§ **AIM**:
Could you rescale the part of the records below that opens with the line containing "Can you help me out? I need the shallow" and runs through the end of the records? Repeat every line of that part, requests included, and multiply only the box coordinates in the answers by 1.45, rounding each to a whole number with halves going up.

---

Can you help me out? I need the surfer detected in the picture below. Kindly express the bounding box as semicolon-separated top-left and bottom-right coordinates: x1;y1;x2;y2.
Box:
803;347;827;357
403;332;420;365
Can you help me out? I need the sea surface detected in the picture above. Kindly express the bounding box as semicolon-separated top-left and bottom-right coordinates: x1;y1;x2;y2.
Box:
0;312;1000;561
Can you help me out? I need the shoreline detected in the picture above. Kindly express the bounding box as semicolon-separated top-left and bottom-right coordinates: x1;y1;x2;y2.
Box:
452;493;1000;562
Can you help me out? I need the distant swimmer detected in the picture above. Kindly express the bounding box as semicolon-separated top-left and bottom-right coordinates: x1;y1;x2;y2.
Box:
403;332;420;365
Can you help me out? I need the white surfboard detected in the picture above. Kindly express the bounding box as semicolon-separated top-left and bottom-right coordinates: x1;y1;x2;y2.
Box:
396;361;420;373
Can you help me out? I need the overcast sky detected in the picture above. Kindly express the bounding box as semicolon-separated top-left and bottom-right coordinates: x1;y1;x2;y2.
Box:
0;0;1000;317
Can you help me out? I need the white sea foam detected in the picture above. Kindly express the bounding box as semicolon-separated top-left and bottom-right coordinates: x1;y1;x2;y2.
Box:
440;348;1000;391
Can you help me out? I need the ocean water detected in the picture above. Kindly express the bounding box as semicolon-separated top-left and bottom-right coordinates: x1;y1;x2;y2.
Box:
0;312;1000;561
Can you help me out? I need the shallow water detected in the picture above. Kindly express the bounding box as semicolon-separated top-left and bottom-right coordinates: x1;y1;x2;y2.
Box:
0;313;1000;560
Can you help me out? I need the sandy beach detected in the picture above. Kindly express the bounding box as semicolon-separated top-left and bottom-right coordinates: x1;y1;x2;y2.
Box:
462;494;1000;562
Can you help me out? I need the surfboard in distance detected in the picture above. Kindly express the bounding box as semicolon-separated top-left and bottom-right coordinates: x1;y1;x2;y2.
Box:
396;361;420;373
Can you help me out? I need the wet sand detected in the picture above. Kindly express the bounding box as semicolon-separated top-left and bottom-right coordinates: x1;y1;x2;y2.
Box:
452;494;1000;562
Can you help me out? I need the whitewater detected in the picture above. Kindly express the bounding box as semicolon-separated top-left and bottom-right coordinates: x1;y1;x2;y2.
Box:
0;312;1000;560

---

§ **RESPONSE**:
Can you help me out? I need the shallow water detected in the picture above. Kindly express the bounding box as semicolon-separated top-left and bottom-right coordinates: x1;y1;x2;y2.
Box:
0;454;1450;812
Can you help me out? I need the sandy beach detected in the picture above. Kindly express the bounding box as semicolon-separated top-left and bottom-right coordinates: x1;y1;x2;y2.
Box:
670;716;1450;815
Can you help me out? I need the surfboard in distance detected in the picture above. Kindly express the bounding box as semicolon-separated top-left and bottom-right coordinates: x1;y1;x2;y2.
Box:
574;523;609;541
Can you help me out? I need the wet sand detected in the picture above. Kindly express the bounding box as semicolon-separated top-left and bottom-right coordinates: x1;y1;x2;y2.
Box:
655;716;1450;815
Can you help me out? I need the whitewater detected in the picture above. Kindly express the bounding box as semicolon-separated top-left and bottom-right coordinates: x1;y1;x2;y2.
Box:
0;452;1450;812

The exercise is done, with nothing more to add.